--- START ---
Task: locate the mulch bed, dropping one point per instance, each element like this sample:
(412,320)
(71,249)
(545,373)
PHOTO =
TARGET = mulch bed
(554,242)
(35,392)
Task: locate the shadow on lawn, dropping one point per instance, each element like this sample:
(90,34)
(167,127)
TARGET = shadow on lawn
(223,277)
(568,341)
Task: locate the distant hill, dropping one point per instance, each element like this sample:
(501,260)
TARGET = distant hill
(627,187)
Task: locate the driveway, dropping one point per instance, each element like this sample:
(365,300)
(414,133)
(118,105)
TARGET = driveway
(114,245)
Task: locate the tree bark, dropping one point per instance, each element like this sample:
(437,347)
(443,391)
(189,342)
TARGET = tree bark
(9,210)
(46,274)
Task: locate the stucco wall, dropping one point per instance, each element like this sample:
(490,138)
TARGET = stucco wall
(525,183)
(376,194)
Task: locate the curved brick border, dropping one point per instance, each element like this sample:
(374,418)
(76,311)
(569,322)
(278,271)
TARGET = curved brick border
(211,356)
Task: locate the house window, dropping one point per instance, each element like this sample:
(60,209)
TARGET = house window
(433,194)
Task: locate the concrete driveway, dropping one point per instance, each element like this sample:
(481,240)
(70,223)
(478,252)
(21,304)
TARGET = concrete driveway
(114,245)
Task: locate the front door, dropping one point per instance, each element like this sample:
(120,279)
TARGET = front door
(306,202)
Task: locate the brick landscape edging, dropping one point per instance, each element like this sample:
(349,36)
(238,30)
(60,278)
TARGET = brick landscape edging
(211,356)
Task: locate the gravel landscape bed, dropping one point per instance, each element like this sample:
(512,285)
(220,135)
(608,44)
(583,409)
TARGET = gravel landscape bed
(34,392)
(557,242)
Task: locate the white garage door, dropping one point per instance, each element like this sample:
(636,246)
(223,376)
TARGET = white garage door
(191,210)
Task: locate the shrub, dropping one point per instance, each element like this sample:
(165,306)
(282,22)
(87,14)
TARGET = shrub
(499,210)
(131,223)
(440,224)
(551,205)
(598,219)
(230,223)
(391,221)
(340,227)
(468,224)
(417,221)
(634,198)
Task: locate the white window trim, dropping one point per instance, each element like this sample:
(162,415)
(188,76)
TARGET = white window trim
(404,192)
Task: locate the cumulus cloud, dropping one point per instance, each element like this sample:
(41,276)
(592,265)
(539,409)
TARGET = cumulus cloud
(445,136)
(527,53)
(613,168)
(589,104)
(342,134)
--- END ---
--- START ---
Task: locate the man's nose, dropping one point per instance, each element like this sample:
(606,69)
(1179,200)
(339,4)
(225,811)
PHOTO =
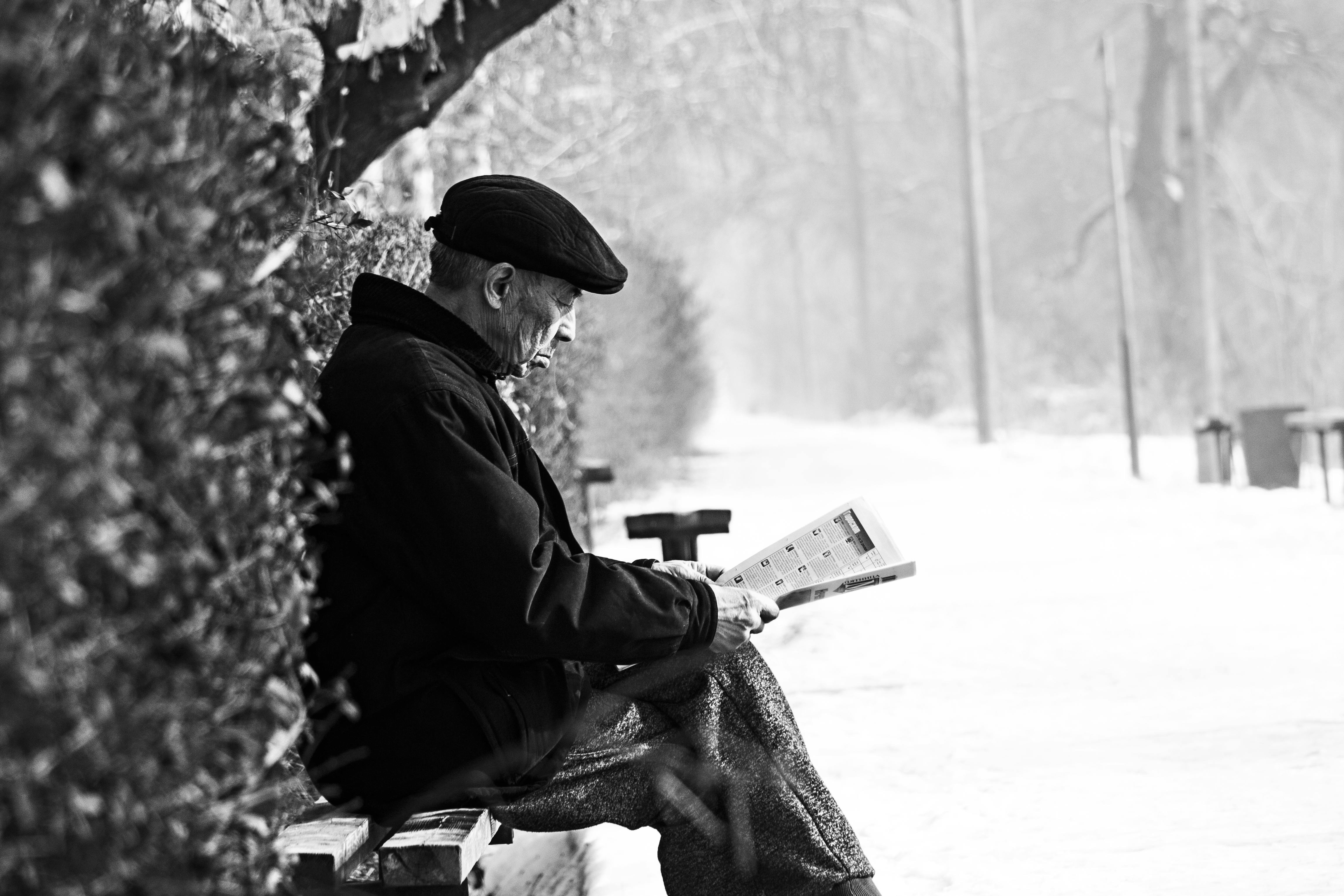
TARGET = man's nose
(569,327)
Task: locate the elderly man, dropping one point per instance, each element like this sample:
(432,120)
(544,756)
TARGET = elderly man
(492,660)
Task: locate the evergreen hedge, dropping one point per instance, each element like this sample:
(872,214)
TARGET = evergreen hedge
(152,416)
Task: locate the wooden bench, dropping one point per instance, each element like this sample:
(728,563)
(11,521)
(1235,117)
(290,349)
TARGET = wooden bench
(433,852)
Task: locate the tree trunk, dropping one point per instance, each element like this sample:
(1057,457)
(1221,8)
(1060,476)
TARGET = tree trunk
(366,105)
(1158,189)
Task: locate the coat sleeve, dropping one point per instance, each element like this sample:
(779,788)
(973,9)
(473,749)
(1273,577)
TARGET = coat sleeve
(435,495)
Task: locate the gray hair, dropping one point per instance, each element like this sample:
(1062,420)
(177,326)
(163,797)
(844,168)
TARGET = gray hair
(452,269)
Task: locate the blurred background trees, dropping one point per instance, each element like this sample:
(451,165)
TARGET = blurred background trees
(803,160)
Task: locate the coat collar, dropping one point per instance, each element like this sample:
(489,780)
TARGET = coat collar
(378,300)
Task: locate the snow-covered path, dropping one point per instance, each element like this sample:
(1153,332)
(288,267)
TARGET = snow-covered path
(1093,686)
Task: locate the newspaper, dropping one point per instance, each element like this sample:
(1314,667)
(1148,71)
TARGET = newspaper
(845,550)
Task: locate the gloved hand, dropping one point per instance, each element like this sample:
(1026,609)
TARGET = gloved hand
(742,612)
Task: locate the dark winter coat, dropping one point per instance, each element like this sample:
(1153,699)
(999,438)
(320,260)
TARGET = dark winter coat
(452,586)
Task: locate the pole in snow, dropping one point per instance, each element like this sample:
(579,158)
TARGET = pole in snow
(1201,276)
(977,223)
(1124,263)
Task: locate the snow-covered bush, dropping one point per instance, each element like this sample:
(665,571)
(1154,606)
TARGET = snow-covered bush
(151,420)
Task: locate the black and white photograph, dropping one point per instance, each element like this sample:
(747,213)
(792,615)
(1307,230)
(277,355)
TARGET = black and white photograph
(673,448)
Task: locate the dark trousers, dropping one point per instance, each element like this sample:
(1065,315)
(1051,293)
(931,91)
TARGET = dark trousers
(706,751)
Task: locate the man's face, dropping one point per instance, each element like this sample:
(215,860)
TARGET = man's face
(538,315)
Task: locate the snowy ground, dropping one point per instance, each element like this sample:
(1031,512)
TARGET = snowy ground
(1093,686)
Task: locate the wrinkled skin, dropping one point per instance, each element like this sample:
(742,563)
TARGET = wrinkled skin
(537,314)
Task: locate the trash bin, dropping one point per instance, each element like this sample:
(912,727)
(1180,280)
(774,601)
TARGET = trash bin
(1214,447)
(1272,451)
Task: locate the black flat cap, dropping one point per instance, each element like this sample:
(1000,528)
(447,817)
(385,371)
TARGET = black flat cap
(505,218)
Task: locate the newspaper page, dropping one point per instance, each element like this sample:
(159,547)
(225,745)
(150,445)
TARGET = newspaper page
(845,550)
--- END ---
--- START ---
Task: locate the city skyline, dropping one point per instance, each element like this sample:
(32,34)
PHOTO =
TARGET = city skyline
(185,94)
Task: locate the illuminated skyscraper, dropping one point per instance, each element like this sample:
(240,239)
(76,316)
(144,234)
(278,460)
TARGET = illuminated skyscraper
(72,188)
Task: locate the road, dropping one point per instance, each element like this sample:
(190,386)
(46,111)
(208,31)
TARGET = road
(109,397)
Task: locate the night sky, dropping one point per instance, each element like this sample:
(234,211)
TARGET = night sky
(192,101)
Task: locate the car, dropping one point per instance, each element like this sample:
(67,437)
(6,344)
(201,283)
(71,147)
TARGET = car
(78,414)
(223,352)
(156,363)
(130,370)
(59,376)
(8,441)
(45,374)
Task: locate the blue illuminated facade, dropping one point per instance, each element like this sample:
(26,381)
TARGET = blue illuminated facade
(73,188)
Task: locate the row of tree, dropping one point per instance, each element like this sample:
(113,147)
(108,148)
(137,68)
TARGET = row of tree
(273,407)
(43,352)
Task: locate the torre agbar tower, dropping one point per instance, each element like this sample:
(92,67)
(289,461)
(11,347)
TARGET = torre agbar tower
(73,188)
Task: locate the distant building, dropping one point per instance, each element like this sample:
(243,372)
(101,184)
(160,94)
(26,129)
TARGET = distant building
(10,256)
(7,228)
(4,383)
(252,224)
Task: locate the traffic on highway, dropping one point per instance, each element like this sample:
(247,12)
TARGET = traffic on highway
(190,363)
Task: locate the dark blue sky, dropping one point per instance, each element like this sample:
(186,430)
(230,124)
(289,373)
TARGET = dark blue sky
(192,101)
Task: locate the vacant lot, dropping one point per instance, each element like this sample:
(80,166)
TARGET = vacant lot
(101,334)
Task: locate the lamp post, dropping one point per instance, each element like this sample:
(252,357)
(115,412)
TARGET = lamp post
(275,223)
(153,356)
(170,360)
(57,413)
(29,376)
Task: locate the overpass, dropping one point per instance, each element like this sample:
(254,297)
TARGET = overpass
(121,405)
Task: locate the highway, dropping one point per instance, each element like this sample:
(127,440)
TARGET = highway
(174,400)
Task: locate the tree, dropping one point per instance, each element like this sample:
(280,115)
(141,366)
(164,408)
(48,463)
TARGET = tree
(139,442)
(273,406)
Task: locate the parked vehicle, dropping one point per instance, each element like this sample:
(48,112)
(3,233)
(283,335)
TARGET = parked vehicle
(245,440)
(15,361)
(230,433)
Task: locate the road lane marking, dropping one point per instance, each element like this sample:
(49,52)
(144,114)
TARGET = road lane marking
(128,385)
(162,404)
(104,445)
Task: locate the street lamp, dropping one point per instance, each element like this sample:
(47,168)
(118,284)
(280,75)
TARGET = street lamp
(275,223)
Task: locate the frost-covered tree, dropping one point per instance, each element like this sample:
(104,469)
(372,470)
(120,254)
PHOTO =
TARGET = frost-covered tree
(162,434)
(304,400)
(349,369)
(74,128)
--- END ---
■ Task goal: Since only part of the listing is wanted, copy exactly the lines from the one holding "TARGET = elderly man" to the one holding "Task: locate the wooden", both included.

■ Response:
TARGET = elderly man
(492,660)
Task: locate the evergreen hedge, dropping one point per instance, each element like this sample:
(872,214)
TARGET = evergreen hedge
(152,416)
Task: locate the wooden bench, dropping one point per instance, each element like this sample:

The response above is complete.